[Task directions]: Please rewrite the listing below, changing every "bounding box" to "rectangle" and leaving everything else unchanged except that the pictures are left out.

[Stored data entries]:
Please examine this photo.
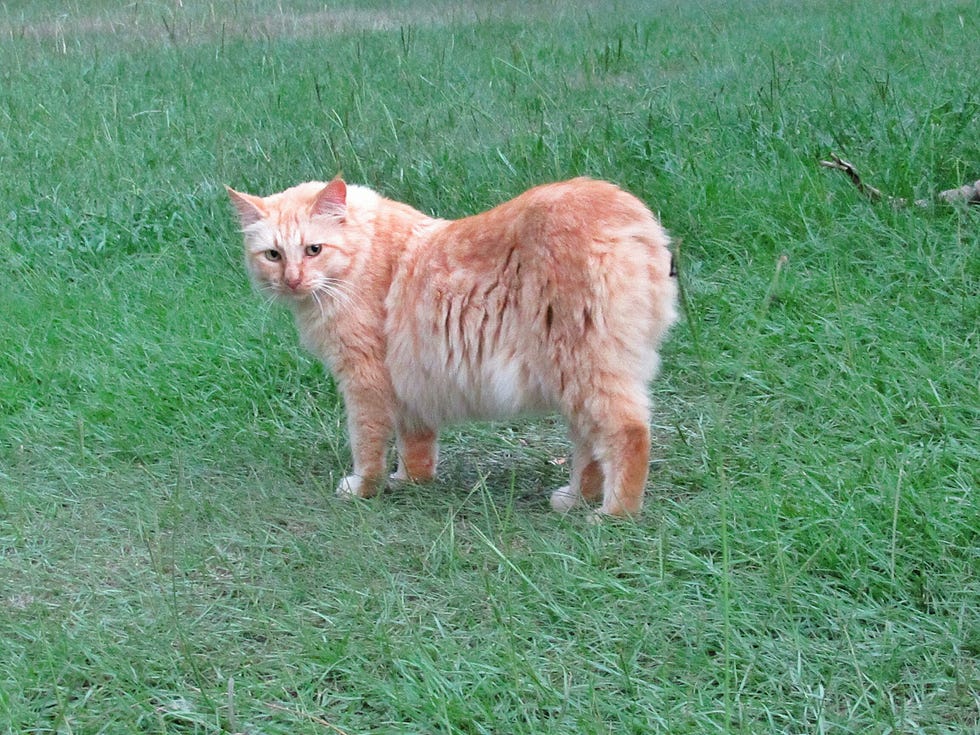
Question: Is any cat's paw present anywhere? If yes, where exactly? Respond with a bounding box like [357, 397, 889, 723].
[551, 485, 582, 513]
[337, 475, 374, 498]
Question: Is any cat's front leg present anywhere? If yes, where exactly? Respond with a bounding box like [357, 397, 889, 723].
[337, 388, 393, 498]
[391, 418, 439, 482]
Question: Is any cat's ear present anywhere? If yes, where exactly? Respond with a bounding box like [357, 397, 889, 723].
[225, 186, 268, 229]
[313, 176, 347, 219]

[The completed task]:
Please examine this photo.
Question: Is any cat's paw present anywhere? If yes, where exactly? Respond with a rectangle like [357, 397, 889, 723].
[551, 485, 582, 513]
[337, 475, 374, 498]
Question: Is any cat's front leg present anywhere? If yes, where exactly? Respond with a rectangle like [357, 397, 889, 723].
[337, 388, 393, 498]
[391, 418, 439, 482]
Question: Is any cat's ear present anywhere? If yes, where exactly? Respond with a rectangle like [357, 397, 889, 723].
[225, 186, 268, 229]
[313, 176, 347, 219]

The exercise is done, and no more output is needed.